▶ [WHAT IS BEING ASKED]:
Render as a Markdown table, with columns headed Row and Line, the lines of the items below, beginning with the line containing "point like [81,201]." and continuing through the end of the items, both ends included and blank lines omitted.

▶ [DATA PROVIDED]:

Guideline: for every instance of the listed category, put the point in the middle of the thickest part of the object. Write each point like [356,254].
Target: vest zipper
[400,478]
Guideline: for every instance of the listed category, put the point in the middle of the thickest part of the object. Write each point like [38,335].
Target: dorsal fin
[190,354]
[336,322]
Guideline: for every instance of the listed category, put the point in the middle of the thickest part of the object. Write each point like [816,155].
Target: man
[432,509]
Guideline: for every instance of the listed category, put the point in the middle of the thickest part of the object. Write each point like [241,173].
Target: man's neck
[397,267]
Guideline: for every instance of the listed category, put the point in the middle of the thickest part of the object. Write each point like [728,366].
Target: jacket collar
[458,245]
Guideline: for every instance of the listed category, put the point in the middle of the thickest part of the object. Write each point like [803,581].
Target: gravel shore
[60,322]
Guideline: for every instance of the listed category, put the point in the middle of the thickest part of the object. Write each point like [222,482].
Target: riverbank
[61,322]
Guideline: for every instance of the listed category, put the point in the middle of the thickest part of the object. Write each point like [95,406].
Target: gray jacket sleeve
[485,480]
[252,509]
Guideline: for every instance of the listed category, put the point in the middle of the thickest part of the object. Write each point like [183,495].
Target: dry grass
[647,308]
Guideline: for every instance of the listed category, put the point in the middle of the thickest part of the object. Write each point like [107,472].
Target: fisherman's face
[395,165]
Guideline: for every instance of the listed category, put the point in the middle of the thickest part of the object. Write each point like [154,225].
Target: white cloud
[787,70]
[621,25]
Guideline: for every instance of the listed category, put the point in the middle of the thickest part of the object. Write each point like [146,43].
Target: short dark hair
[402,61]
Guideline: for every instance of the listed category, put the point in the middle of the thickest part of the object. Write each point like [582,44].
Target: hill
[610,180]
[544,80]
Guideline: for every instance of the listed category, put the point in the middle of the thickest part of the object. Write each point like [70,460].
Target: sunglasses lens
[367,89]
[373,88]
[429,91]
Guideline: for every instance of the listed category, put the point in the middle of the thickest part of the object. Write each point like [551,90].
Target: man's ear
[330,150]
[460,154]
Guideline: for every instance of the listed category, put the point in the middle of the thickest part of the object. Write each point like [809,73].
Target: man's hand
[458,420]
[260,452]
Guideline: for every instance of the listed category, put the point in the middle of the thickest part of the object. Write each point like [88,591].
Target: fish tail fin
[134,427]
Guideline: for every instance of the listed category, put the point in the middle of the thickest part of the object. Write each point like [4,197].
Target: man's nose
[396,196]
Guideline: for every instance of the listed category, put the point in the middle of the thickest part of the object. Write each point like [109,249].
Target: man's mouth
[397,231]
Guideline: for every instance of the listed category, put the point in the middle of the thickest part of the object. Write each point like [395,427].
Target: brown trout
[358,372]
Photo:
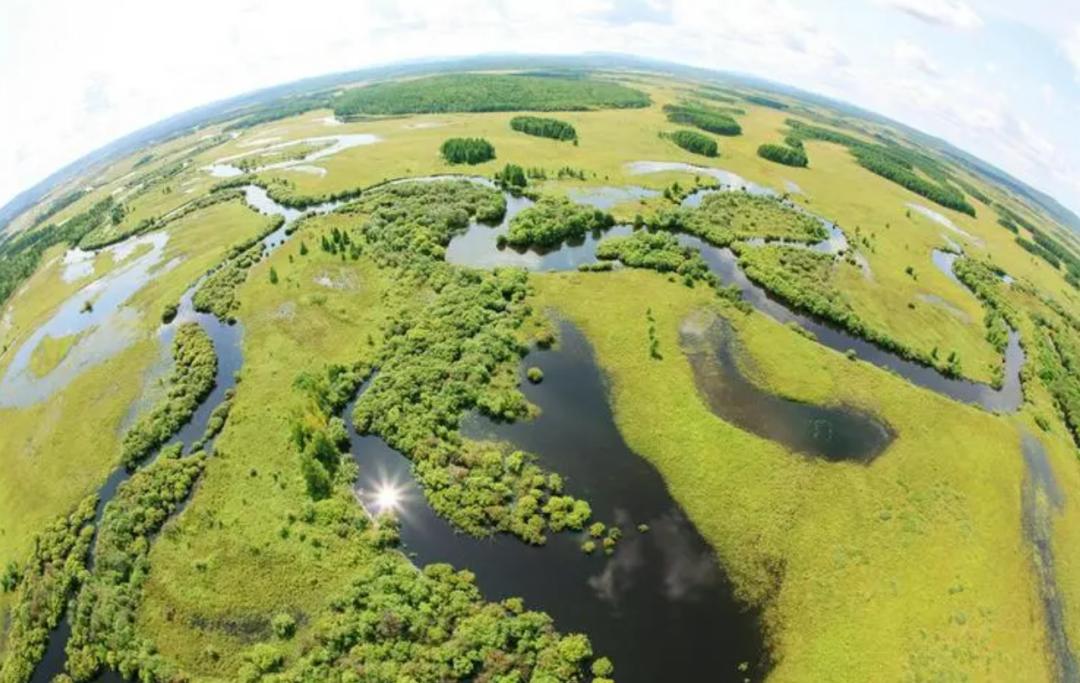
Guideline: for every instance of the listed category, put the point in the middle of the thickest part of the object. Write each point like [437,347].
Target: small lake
[607,197]
[1041,500]
[832,432]
[478,245]
[477,248]
[107,327]
[332,145]
[661,607]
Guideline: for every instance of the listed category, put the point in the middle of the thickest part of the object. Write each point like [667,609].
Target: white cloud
[1070,44]
[950,13]
[912,56]
[70,105]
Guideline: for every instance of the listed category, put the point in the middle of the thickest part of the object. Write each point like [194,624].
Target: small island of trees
[542,126]
[471,150]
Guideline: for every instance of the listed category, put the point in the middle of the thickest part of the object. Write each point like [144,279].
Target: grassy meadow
[914,567]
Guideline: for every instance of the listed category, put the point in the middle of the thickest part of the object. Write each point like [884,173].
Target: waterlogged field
[929,559]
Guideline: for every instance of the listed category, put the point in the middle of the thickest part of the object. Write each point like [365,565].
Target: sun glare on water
[387,497]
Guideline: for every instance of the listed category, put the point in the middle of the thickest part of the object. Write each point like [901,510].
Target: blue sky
[998,78]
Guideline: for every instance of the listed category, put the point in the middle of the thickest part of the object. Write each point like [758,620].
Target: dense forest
[486,92]
[693,142]
[702,117]
[542,126]
[469,150]
[554,219]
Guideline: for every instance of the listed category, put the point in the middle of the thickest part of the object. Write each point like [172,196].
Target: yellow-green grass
[231,526]
[50,352]
[913,567]
[38,298]
[57,451]
[608,139]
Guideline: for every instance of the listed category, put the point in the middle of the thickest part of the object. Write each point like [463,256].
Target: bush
[543,128]
[283,625]
[512,176]
[169,313]
[471,150]
[704,118]
[553,219]
[784,155]
[190,382]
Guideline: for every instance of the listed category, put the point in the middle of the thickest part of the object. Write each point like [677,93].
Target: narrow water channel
[832,432]
[477,246]
[228,348]
[661,607]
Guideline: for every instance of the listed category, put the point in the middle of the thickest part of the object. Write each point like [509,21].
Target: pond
[661,607]
[832,432]
[228,348]
[106,325]
[1041,500]
[607,197]
[477,248]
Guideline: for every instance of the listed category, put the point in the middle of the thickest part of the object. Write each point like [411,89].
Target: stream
[227,340]
[661,606]
[477,246]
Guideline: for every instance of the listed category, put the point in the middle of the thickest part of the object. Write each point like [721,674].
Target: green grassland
[905,570]
[914,567]
[221,571]
[81,423]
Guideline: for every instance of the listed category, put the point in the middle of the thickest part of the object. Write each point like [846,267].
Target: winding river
[660,606]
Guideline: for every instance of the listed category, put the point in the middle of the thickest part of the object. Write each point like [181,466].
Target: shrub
[543,128]
[471,150]
[694,143]
[283,625]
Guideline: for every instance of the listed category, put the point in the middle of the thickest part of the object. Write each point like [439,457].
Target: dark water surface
[661,607]
[1042,499]
[228,348]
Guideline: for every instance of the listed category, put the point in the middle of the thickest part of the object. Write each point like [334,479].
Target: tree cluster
[471,150]
[703,117]
[790,155]
[104,612]
[44,584]
[554,219]
[693,142]
[542,126]
[486,92]
[192,378]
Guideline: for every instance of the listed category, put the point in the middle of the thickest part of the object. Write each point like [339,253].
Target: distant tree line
[486,92]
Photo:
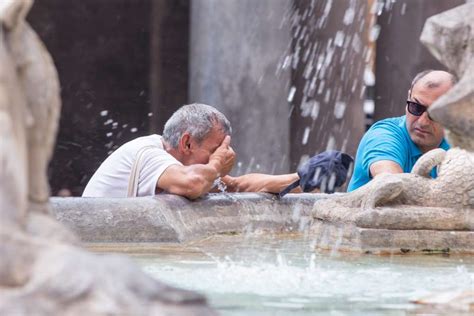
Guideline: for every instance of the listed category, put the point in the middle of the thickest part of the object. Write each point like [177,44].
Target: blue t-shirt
[386,140]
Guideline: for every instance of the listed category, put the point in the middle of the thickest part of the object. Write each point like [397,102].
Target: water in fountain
[281,275]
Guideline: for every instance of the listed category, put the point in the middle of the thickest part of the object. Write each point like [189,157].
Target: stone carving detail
[41,272]
[447,202]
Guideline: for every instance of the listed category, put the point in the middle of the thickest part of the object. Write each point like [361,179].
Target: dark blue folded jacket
[325,171]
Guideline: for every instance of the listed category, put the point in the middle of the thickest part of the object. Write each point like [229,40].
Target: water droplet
[374,32]
[306,135]
[404,8]
[339,39]
[369,77]
[339,109]
[349,16]
[291,95]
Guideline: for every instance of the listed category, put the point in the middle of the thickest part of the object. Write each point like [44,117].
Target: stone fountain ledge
[173,219]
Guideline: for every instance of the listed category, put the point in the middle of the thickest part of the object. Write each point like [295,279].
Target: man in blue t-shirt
[394,145]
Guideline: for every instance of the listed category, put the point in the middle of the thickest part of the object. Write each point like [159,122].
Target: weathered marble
[41,271]
[408,204]
[168,218]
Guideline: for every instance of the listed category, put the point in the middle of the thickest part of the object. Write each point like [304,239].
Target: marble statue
[447,202]
[42,271]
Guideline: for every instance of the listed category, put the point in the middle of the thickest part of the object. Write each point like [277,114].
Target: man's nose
[424,119]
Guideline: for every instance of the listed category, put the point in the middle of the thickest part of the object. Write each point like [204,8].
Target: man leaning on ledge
[192,154]
[393,145]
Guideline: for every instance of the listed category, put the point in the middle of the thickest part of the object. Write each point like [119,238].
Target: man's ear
[185,143]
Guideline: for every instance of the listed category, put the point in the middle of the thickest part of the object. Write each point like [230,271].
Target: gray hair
[196,119]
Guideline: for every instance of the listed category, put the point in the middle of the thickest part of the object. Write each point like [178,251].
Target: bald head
[433,79]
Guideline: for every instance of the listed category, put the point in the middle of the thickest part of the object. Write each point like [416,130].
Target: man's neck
[172,151]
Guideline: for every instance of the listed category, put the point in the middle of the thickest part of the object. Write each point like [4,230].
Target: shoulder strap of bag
[132,189]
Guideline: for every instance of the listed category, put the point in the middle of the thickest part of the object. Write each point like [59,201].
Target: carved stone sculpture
[41,272]
[419,202]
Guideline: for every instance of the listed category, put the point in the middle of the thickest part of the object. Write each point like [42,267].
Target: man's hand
[223,158]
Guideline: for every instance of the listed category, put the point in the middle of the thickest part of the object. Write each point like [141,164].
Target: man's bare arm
[384,166]
[189,181]
[195,180]
[258,182]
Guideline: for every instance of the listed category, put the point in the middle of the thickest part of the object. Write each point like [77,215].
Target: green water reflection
[283,275]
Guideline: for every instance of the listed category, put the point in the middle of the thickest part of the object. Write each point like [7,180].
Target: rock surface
[169,218]
[41,272]
[413,202]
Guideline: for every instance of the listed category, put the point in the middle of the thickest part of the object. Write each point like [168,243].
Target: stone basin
[168,218]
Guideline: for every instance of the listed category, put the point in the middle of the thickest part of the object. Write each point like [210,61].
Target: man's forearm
[258,182]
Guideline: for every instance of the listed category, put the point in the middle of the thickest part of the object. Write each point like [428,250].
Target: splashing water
[263,274]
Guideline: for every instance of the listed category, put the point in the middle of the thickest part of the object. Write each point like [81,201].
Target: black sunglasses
[416,109]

▶ [RESPONSE]:
| Row | Line |
|---|---|
| 1 | Guideline: for every instance of the listed category, put the point in the middle of the thickest part of the object. Write each point like [81,201]. |
| 2 | Target: black sunglasses |
| 3 | [416,109] |